What to work on - Could you restate the data word for word?

Data records -
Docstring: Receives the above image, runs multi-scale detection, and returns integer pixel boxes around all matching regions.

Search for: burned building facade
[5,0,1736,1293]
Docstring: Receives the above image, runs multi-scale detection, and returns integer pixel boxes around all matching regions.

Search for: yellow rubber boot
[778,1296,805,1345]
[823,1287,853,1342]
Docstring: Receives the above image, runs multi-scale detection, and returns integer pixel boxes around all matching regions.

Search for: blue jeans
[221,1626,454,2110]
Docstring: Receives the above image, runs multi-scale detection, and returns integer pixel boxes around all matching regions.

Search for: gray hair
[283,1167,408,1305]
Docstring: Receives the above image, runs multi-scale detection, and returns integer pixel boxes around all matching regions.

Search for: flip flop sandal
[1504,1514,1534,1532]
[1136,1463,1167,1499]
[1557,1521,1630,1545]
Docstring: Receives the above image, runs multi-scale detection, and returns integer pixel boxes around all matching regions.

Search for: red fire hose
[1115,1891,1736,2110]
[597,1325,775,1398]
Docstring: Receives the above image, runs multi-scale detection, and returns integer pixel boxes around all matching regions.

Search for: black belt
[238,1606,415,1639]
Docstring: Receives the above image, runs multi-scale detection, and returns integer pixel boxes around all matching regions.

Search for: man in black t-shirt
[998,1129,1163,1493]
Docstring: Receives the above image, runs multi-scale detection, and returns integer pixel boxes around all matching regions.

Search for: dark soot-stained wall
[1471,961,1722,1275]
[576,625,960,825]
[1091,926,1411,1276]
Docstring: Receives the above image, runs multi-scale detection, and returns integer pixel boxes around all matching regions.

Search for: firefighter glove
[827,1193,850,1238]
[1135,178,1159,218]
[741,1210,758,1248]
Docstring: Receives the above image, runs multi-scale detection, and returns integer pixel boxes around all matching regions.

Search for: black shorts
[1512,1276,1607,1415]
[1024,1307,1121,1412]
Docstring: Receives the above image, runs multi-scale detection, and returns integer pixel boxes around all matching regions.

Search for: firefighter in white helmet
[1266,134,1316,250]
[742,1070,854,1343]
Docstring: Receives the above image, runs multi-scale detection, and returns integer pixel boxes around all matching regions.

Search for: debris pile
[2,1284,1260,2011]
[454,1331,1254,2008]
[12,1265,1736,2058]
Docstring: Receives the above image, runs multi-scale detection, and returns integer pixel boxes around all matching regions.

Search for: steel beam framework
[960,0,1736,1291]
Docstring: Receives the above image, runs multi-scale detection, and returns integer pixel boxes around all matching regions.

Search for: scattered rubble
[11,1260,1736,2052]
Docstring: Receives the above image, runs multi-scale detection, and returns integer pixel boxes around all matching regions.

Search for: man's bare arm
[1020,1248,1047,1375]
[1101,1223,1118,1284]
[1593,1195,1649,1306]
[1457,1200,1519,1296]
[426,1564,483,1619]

Solution -
Docstring: Receives the above image, runs multi-scale detection, and returns integer pixel boxes around all matching regions.

Search for: burned building facade
[5,0,1736,1293]
Docstring: Receives the above image, runs multi-scale detection, and returns integer pixel boxes around all matching regions.

Search for: yellow rubber boot
[778,1296,805,1345]
[823,1287,853,1342]
Docstring: Receives the above image, runs multi-scale detection, and returns integer pixel boxes around all matching regions.

Search for: blue jeans
[221,1626,454,2110]
Docstring: Receives the above image, runs multi-scale detection, and returns integer pixel boxes around all matching regions.

Search for: gray hair
[283,1167,408,1305]
Docstring: Receives the above image, runs multi-scale detection, and returns integer pixel boxes around all matching regions.

Search for: flip flop sandal
[1504,1514,1534,1532]
[1136,1463,1167,1499]
[1557,1521,1630,1545]
Docstring: Receives the above image, runs multi-scale detection, and returns integer pixel boxes around all matching regions.

Search for: red fire hose
[1115,1891,1736,2110]
[597,1325,775,1398]
Docstring: Receives the above image, runs multi-scale detection, and returns integer pixel boxes around all matching regions.

Search for: black belt
[238,1606,415,1639]
Docstring: Receives the above image, runs multi-scale detection, and returns integer pixel boxes around all matching regions.

Search for: man in black t-shirt
[998,1129,1163,1493]
Docstring: Receives the above image, runs multi-scale detection, and returns integer pixel boxes around all matching regions.

Search for: dark soot-stained wall
[1471,961,1722,1275]
[576,625,960,825]
[1091,926,1411,1276]
Docstring: Receives the above image, runs multi-scale detection, and returns integer pixel boxes around all matching regions.

Search for: firefighter glove
[827,1193,850,1238]
[1135,178,1159,218]
[741,1210,758,1248]
Docstring: Receives the above image, runs multi-scale detection, and returns integer pixel boxes around all matching regions.

Search for: black shorts
[1512,1276,1607,1415]
[1024,1307,1121,1412]
Docstring: Receives the above image, runs multi-scale detection, and returns integer pixel boxes around all matching regions.

Search for: firefighter in white helmet
[1266,134,1316,250]
[742,1070,854,1343]
Docstring: Receives the above image, runs multi-scale detection, and returns integer pixel boxes around all matching regions.

Search for: debris pile
[2,1284,1260,2011]
[454,1331,1254,2008]
[12,1265,1736,2058]
Docstring: Receives the above image, runs multi-scale detection, and returns integer pixel boxes around all matching regions.

Search for: steel beam framework
[960,0,1736,1291]
Docstring: Receives the above image, runs multi-scale detection, and returns integer pixel boxes around all matching regions.

Search for: scattered rubble
[11,1260,1736,2052]
Docstring: Receives the above image, runs multi-scale detection, and returns integer pixel boxes around all matching regions.

Search for: man's bare arm
[1020,1248,1047,1375]
[1101,1223,1118,1284]
[1593,1195,1649,1306]
[1457,1200,1519,1296]
[426,1564,483,1619]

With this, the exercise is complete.